[Data items]

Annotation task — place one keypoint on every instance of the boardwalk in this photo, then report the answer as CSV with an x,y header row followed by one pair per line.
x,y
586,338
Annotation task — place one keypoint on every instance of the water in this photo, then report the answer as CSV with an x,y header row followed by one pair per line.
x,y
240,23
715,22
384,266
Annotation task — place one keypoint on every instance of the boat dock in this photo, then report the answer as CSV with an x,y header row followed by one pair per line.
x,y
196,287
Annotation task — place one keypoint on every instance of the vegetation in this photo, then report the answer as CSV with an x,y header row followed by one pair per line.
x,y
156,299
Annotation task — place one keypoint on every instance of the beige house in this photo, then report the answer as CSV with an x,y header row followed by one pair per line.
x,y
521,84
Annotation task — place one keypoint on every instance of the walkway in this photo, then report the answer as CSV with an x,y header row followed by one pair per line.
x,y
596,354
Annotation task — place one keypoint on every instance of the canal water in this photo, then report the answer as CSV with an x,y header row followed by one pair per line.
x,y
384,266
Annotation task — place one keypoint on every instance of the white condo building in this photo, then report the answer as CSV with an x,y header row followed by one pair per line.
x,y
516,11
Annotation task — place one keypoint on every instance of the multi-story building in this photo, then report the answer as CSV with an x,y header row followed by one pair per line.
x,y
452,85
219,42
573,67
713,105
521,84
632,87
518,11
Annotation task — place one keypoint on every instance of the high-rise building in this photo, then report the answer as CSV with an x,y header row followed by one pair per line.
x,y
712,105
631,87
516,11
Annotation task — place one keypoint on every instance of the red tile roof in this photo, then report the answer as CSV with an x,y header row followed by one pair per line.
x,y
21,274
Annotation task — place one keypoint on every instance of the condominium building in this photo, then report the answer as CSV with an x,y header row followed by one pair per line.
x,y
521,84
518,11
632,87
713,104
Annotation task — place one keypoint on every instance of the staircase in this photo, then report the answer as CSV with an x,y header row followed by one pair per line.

> _Work order_
In the entries, find the line containing "of the canal" and output it and all remaining lines exactly.

> _Finished exercise_
Annotation task — place one keypoint on every instance of the canal water in this photo, then report the answer as CSV with an x,y header row followed by one pair per line.
x,y
384,266
Annotation task — place one keypoint on every instance of the white condo building in this photo, then report the answer as CSV with an x,y header row followed by one pair per line.
x,y
516,11
Annotation task — place one keypoint on every instance of the multi-story building in this photo, then report the answer as CSV with an x,y header row followed by one pair per line.
x,y
452,85
219,42
573,67
713,105
521,84
632,87
518,11
Annotation task — place one keypoint on every instance of the high-rise building in this photo, then report the answer as CSV with an x,y header row followed by one pair per line.
x,y
712,105
631,87
516,11
Annotation task — place one keypoint on every instance of the red tile roof in this photo, then report the answer as CSV with an x,y header row followed by one pair per line.
x,y
21,274
Annotation task — place one keypoint on every instance of the condominium building in this photo, then report the answer as CSV with an x,y header row followed by one pair per line.
x,y
521,84
518,11
632,87
713,104
Annotation task — place one keypoint on every instance of the staircase in this photo, then report the answer as CSV with an x,y header row followed by one pair per line.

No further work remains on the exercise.